▶ **INSTRUCTIONS FOR THE TASK**
Pull out every row below that contains the string "person". Case counts.

▶ **RECORDS FOR THIS TASK**
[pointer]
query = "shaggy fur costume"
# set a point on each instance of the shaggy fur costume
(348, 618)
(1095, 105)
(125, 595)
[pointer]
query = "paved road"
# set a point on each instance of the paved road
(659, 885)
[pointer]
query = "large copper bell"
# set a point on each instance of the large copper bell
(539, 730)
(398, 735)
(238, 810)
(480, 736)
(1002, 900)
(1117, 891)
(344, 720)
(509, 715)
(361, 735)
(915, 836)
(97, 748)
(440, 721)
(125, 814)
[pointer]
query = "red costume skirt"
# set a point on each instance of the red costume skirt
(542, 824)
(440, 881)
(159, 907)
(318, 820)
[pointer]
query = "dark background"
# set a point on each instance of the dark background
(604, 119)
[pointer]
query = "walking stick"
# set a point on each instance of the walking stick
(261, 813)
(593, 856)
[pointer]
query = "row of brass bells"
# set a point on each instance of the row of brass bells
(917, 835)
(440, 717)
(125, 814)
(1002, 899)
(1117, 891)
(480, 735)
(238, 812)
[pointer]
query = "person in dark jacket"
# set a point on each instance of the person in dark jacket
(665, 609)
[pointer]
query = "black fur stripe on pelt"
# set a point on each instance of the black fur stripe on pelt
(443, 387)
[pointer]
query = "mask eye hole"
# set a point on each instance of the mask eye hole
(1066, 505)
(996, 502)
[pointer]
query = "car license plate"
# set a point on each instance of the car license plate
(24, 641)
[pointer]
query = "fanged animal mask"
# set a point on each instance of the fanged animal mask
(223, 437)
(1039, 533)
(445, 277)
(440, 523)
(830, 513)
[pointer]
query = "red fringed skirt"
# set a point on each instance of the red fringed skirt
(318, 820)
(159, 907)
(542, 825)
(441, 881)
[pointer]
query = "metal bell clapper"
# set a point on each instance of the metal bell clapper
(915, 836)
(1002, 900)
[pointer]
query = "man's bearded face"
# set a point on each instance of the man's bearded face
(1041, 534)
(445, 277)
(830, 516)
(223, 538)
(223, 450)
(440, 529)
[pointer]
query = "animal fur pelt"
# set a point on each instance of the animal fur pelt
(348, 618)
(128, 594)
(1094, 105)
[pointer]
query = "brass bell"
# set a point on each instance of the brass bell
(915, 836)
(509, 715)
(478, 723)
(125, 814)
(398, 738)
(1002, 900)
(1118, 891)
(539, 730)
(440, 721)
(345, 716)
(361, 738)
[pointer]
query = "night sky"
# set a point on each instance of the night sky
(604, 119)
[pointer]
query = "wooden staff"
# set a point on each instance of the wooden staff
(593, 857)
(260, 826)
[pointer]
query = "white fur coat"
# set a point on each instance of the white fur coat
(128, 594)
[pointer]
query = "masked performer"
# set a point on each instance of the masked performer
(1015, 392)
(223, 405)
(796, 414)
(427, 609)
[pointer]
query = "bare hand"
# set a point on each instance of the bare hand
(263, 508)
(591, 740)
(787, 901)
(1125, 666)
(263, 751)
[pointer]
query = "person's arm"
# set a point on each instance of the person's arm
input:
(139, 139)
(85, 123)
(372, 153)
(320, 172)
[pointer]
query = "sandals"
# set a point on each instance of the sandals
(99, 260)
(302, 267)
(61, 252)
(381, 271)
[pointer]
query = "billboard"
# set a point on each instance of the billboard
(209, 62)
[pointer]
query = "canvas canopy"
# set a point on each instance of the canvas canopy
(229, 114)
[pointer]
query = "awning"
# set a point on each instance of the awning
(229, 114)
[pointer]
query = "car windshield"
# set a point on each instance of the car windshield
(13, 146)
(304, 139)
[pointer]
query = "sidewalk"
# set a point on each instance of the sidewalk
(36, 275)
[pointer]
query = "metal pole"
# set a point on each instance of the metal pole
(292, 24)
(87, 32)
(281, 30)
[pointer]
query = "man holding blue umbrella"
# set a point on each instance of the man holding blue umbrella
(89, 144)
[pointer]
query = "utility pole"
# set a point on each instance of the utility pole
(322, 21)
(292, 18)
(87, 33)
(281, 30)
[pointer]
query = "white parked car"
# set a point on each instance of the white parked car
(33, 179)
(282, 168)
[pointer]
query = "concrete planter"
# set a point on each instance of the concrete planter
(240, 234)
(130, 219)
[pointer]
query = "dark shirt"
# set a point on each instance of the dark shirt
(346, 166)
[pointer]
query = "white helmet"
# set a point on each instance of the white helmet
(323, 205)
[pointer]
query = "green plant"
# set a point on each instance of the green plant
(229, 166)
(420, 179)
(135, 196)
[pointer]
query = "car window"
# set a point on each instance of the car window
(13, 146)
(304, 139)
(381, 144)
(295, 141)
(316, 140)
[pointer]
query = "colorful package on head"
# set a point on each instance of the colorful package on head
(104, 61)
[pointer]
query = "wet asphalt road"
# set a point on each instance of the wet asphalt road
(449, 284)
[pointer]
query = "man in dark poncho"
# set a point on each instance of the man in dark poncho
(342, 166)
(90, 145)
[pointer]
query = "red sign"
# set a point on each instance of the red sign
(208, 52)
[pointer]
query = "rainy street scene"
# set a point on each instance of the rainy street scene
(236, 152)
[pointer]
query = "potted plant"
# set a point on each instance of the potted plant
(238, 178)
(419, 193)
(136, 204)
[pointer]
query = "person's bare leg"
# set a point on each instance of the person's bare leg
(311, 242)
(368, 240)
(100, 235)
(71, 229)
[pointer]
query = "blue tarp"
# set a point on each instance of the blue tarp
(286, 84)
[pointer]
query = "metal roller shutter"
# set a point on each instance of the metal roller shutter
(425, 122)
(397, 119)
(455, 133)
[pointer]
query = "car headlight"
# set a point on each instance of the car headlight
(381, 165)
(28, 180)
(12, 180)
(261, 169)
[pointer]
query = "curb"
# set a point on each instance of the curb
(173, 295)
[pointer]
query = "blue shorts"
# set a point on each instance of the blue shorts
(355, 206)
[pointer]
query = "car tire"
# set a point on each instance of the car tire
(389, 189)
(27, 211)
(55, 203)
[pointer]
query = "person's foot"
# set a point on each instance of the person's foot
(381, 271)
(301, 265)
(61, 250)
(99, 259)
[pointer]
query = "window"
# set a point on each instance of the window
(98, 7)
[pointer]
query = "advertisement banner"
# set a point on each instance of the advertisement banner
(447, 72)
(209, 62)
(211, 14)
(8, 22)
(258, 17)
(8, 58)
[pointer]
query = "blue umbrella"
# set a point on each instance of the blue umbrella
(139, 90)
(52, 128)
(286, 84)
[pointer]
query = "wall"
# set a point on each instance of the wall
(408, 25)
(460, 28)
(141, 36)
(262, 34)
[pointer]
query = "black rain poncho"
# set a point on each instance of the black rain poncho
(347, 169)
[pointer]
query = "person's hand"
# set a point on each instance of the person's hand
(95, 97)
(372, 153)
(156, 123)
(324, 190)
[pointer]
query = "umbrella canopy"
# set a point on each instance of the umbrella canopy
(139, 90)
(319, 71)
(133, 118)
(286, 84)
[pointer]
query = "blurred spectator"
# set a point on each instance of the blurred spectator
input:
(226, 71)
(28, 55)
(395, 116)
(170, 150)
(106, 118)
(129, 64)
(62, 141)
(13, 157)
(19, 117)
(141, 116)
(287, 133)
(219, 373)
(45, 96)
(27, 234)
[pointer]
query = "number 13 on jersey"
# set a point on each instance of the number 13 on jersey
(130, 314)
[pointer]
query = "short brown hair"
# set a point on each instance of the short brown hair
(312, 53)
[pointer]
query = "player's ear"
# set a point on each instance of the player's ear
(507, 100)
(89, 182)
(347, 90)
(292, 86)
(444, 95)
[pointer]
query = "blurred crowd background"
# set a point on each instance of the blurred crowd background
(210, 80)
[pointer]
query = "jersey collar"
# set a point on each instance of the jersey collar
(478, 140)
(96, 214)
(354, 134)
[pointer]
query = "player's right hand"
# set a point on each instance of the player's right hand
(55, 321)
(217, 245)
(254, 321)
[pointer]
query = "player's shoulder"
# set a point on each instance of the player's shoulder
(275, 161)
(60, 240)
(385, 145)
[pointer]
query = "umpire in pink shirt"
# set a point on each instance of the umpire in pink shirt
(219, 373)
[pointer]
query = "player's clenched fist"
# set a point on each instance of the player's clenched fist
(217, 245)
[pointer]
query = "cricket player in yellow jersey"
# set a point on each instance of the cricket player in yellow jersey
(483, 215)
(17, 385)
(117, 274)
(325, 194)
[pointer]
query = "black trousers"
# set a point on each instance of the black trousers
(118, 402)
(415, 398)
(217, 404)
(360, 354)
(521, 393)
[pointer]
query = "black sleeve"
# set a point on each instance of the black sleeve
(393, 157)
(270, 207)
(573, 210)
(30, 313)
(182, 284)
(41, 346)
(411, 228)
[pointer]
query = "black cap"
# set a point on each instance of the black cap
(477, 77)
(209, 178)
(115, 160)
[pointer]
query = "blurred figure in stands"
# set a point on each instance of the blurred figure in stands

▶ **ANSWER TO THIS EXERCISE**
query = "person in dark jacket"
# set a point on each instance of the person in dark jacket
query = "person's arm"
# set a point on each instance of the person's arm
query = "person's bare leg"
# set a point on each instance of the person's bare leg
query = "person's foot"
# set a point on each instance of the person's foot
query = "person's hand"
# set a point on each instance of the person's hand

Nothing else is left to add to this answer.